• **Document extract**:
# # # # # # #

Configurable package merge behavior #3485

wagoodman · 2024-11-27T16:19:50Z

What would you like to be added:
The user should be able to configure with more nuance:

how to detect when two packages should be merged
how to persist package details for merged packages

For instance, today you can assume that any pkg.Package.Metadata will be a single struct that represents details for a single package. However, when merging packages today these structs MUST be the same. What is being proposed is to not necessarily require this, so the user can merge similar packages that might have different data cataloged.

This requires us to "join" metadatas like so:

# assign this to pkg.Package.Metadata
# note: we logically want a map, but not actually so
type JoinedMetadata map[file.CoordinateSet]any

This way when merging packages with fuzzier logic we can still keep all information (try not to drop anything).

From a user configuration perspective, this could look like so:

package:
  merge:
    # hash location paths when making package IDs
    use-paths: true
    
    # hash location layer information when making package IDs
    use-layers: false

    # hash package metadata struct when making package IDs
    use-metadata: true

    use-license: true
    use-purl: true
    # use....

... this is probably a bad example; I think a good part of this issue discussion should be about how the user would specify this.

Another way to do this is to make a single flag instead of a config for this:

syft --merge-pkg ENUMVALUE

(handwaving at the enum values now)

It's very possible that we should have specific heuristics in specific cataloging cases, so we don't expose these low level options directly, but instead allow or deny a list of heuristics.

Another variant, specify a list of package types to merge:

# be more aggressive on deduplication logic for packages of the given types
# note: this does not merge across types, so you can still only merge python packages with other python packages.

# # # # # # #

• **Given data**:
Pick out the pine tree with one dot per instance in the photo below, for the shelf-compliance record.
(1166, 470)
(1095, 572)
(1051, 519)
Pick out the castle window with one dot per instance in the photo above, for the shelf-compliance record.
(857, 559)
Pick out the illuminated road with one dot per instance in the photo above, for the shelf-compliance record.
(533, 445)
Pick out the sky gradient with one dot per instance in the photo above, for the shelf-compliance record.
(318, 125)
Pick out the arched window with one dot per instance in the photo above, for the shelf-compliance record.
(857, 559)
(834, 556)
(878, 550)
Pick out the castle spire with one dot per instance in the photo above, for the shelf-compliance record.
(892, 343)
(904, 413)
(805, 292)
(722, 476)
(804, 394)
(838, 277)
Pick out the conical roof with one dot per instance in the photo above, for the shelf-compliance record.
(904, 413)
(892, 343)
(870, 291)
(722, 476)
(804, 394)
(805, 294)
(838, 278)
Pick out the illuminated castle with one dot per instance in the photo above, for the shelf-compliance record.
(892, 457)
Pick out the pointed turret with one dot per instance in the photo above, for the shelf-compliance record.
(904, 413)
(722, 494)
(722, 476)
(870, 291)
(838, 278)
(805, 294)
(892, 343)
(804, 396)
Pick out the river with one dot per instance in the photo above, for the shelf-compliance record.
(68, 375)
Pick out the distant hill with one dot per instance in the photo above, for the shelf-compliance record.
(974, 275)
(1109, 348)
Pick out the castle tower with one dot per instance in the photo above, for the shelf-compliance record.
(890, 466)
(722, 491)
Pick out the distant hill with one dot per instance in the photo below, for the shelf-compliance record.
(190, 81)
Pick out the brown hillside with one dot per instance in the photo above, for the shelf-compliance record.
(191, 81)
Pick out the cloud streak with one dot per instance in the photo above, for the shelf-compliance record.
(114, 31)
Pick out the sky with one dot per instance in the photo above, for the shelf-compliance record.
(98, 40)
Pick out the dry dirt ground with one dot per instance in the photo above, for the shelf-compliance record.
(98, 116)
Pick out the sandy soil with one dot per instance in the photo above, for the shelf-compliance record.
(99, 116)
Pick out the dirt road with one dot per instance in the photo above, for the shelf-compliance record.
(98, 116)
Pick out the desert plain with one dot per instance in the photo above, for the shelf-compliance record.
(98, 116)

# # # # # # #

• **Request 1**:
Please format everything from the entry line containing "Pick out the brown" down to the last line of the entries, both ends included, as a JSON list of strings with one string per line and blank lines left out.
• **Request 2**:
Resume the issue on configurable package merge behavior, writing on from its final line.

• **Answer 1**:
[
  "Pick out the brown hillside with one dot per instance in the photo above, for the shelf-compliance record.",
  "(191, 81)",
  "Pick out the cloud streak with one dot per instance in the photo above, for the shelf-compliance record.",
  "(114, 31)",
  "Pick out the sky with one dot per instance in the photo above, for the shelf-compliance record.",
  "(98, 40)",
  "Pick out the dry dirt ground with one dot per instance in the photo above, for the shelf-compliance record.",
  "(98, 116)",
  "Pick out the sandy soil with one dot per instance in the photo above, for the shelf-compliance record.",
  "(99, 116)",
  "Pick out the dirt road with one dot per instance in the photo above, for the shelf-compliance record.",
  "(98, 116)",
  "Pick out the desert plain with one dot per instance in the photo above, for the shelf-compliance record.",
  "(98, 116)"
]

• **Answer 2**:
syft --merge-pkg-types python,ruby,binary,rpm

Why is this needed:
Today syft makes a few assumptions about what makes a distinctive package:

packages with the exact same core + metadata information in different project trees (different paths) are considered to be distinct
packages with the same core + metadata information in the same path but different layers are considered to NOT be distinct

This allows us to produce SBOMs with the "maximum resolution" so to speak -- you can answer questions about separate project trees (since they are not merged). However, this also has the downside of producing potentially large SBOMs and package graphs when logically they may be for the same application. Merging dependency trees may be ideal for a users use case. We have a few detailed examples of these:

This hints that we should make this behavior configurable.

Additional context:

Today we have deduplication of OS and binary packages, which is one of the only cases of cross-package-type deduplication behavior (by dropping). How would this be affected by the proposed configuration?

The text was updated successfully, but these errors were encountered:

willmurphyscode · 2025-01-06T15:39:57Z

We should discuss #3554 (comment) at the same time.

wagoodman · 2025-01-09T20:48:38Z

From the live discussion:

we could start adding confidence values onto package detections, such merging operations where there are singular values have a more clear precedence (which field overrides the other)
should pkg.Package have a shadowPackages slice for what packages are subsumed
relationships also need to be reconciled (merging package graphs)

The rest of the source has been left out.